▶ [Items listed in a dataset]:
+===+

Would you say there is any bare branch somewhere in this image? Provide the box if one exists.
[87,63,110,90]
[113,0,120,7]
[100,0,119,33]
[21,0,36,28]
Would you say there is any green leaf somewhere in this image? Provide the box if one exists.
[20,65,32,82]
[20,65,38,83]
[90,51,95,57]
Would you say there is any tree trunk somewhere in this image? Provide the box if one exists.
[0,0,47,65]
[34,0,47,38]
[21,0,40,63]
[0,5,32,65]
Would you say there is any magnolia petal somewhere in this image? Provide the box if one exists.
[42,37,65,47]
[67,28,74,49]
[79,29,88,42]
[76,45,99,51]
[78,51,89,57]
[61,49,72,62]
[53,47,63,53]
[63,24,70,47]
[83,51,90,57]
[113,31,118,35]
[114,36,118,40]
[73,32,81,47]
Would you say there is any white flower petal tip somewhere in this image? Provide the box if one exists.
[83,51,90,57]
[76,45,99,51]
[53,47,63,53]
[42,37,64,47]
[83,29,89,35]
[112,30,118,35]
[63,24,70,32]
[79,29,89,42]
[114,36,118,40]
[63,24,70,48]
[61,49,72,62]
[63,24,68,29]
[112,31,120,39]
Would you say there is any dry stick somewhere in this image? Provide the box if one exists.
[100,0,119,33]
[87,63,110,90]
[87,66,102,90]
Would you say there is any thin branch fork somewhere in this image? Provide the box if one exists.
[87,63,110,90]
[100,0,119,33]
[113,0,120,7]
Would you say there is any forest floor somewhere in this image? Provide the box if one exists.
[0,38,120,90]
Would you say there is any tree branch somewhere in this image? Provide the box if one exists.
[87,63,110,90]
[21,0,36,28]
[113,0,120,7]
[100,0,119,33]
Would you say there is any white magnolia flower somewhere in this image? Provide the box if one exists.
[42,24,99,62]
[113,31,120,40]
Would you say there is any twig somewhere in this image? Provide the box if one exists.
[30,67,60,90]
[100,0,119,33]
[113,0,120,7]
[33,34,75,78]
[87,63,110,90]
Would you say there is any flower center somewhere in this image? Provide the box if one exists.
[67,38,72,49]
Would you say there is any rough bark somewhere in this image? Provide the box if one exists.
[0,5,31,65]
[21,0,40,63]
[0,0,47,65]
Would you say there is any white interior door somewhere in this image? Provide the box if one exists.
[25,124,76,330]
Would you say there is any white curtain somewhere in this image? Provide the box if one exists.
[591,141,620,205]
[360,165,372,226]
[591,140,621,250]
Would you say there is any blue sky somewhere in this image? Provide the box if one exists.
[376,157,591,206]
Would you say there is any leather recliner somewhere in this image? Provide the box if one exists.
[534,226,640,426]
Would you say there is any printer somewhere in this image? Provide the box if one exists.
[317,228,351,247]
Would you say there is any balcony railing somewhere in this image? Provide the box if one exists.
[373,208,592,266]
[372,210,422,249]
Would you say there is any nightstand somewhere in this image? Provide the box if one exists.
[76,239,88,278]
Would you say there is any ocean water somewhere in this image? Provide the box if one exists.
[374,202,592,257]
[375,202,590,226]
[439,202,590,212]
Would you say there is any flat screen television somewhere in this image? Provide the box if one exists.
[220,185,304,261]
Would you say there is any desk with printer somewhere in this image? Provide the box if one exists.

+===+

▶ [Problem statement]: From the first line to the last, copy the records exactly as they appear above.

▶ [Solution]:
Would you say there is any bare branch somewhere in this image? Provide the box if one exists.
[87,63,110,90]
[113,0,120,7]
[100,0,119,33]
[21,0,36,28]
Would you say there is any green leaf somewhere in this image? Provide the box if one exists.
[20,65,32,82]
[20,65,38,83]
[90,51,95,57]
Would you say there is any tree trunk somewhere in this image? Provide the box if one exists.
[0,0,47,65]
[34,0,47,38]
[21,0,40,63]
[0,5,32,65]
Would you say there is any magnolia petal somewhere in this image? Provide the box if one exists.
[42,37,65,47]
[67,28,74,49]
[79,29,88,42]
[76,45,99,51]
[78,51,89,57]
[61,49,72,62]
[53,47,63,53]
[63,24,70,47]
[83,51,90,57]
[113,31,118,35]
[114,36,118,40]
[73,32,81,47]
Would you say there is any white flower petal tip somewhere in this image? Provide the box if one exists.
[83,51,90,57]
[76,45,99,51]
[53,47,63,53]
[42,37,64,47]
[83,29,89,35]
[112,30,118,35]
[63,24,70,32]
[79,29,89,42]
[114,36,118,40]
[63,24,70,48]
[61,49,72,62]
[63,24,68,29]
[112,31,120,39]
Would you say there is any dry stick somewhere in this image? Provide the box if one exists.
[100,0,119,33]
[87,63,110,90]
[87,66,102,90]
Would you say there is any thin branch fork somewhere in this image? Provide the box if one exists.
[87,63,110,90]
[100,0,119,33]
[113,0,120,7]
Would you say there is any forest floor somewhere in this image? Provide the box if one exists.
[0,38,120,90]
Would you say there is any tree branch somewhere in this image? Provide the box if one exists.
[87,63,110,90]
[21,0,36,28]
[113,0,120,7]
[100,0,119,33]
Would you say there is any white magnolia flower somewhere in this image? Provide the box if one exists.
[42,24,99,62]
[113,31,120,40]
Would you say there is any twig somewhere in this image? Provide the box if one exists.
[30,67,60,90]
[100,0,119,33]
[113,0,120,7]
[33,34,75,78]
[87,63,110,90]
Would you say there is any flower center somewhere in this image? Provide the box if one exists.
[67,38,72,49]
Would you say there is any rough bark somewhere in this image? Provide the box if one exists.
[0,5,31,65]
[21,0,40,63]
[0,0,47,65]
Would you say there is any white interior door somewhere in this image? Provide the box if one exists.
[25,124,76,330]
Would you say there is any white curtain somewhere in this image? Provide the box if one exists.
[591,141,620,205]
[360,165,372,226]
[591,140,621,250]
Would you say there is any blue sky somewhere in this image? Provide the box if one exists.
[376,157,591,206]
Would you say there is any leather recliner somewhere in this image? Provide the box if one exists.
[534,226,640,426]
Would you say there is any printer somewhere in this image? Provide the box if one exists.
[317,228,351,247]
Would you say there is any balcony railing somewhere in this image? Provide the box if one exists.
[373,208,592,266]
[372,210,422,249]
Would you say there is any nightstand somewhere in this image? Provide the box if one exists.
[76,239,88,278]
Would you say there is any ocean water somewhere in this image? Provide the box if one exists.
[374,202,592,257]
[375,202,590,226]
[439,202,590,212]
Would you say there is any flat screen television somewhere in this image? Provide the box if one exists.
[220,185,304,261]
Would you say there is any desk with printer somewhere in this image? Provide the box if one exists.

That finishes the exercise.